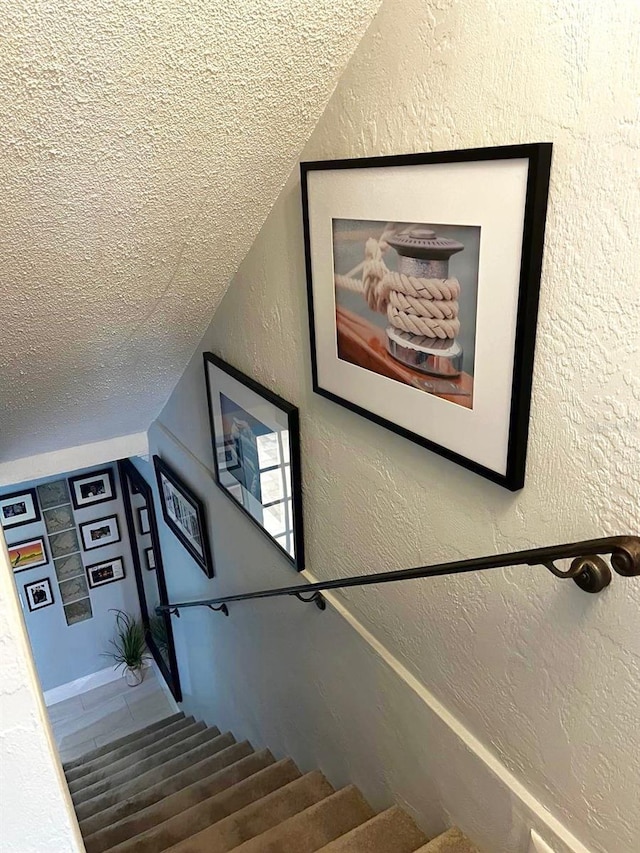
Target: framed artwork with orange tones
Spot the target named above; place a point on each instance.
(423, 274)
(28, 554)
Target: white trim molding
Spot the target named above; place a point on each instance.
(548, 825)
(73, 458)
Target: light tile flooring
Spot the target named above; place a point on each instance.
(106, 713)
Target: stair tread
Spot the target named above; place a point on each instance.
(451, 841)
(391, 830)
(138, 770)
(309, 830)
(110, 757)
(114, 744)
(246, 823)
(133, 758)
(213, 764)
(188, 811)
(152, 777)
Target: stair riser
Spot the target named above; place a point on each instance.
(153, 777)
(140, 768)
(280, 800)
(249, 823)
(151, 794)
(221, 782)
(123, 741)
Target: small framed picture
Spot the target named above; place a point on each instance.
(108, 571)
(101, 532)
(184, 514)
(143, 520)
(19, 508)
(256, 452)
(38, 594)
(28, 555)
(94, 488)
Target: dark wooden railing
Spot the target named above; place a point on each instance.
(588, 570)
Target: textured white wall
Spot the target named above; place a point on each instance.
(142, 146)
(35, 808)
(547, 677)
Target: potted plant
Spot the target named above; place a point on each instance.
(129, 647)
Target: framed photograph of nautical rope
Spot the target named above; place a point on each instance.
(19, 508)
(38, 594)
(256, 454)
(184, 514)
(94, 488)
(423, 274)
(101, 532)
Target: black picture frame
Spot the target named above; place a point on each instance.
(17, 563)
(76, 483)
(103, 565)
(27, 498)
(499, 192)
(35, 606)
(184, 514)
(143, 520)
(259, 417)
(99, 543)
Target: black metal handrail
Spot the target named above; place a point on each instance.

...

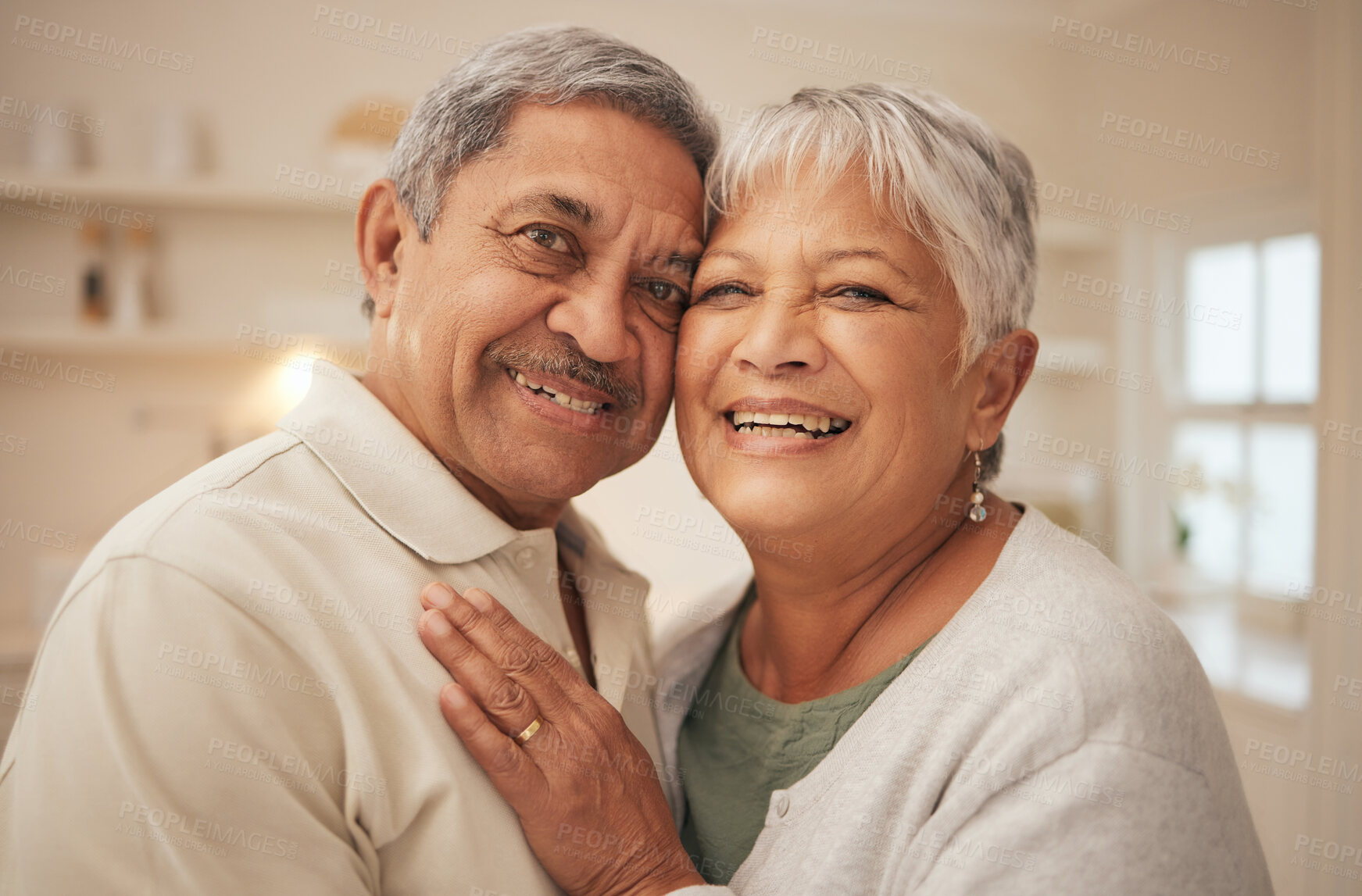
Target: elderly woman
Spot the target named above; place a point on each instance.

#### [GOAL OF THE EXERCISE]
Please count the lines in the listing that contain the word "black", treating uppercase and lowercase as different, and give only the number.

#### [TASK SOLUTION]
2